• TASK OBJECTIVE: Say how many lines in the entries contain "white", giving only the number.

···

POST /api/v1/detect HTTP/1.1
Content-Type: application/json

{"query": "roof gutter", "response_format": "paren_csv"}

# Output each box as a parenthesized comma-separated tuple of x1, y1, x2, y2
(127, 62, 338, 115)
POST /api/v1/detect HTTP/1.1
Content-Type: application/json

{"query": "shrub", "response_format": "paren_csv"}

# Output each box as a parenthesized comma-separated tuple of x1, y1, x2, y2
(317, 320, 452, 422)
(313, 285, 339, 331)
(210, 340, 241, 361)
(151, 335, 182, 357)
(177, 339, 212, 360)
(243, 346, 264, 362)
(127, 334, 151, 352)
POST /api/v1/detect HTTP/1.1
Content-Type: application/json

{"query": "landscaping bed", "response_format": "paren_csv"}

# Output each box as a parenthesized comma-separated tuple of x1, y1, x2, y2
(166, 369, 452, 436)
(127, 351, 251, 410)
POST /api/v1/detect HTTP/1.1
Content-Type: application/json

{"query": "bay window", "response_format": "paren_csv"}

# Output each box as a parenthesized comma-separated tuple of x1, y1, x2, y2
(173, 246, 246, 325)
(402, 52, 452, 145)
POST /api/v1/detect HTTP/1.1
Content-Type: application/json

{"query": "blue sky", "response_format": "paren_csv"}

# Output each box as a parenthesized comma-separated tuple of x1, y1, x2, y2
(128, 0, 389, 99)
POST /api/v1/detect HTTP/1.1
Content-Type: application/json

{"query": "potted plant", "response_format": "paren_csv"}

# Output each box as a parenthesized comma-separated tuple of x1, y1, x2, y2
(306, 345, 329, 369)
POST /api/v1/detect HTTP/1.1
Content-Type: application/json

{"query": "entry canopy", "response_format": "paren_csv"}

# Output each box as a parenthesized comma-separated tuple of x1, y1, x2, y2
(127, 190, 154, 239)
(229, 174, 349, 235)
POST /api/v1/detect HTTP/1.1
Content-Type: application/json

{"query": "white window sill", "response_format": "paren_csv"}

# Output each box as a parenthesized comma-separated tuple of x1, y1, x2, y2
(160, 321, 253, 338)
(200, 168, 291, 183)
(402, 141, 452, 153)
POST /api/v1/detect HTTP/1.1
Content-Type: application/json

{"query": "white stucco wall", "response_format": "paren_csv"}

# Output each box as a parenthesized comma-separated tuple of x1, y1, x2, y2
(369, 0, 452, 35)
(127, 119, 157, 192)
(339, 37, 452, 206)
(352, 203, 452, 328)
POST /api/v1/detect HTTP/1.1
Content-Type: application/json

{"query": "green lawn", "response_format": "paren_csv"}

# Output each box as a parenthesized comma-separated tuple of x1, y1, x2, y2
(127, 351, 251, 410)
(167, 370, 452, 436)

···

• REPLY: 2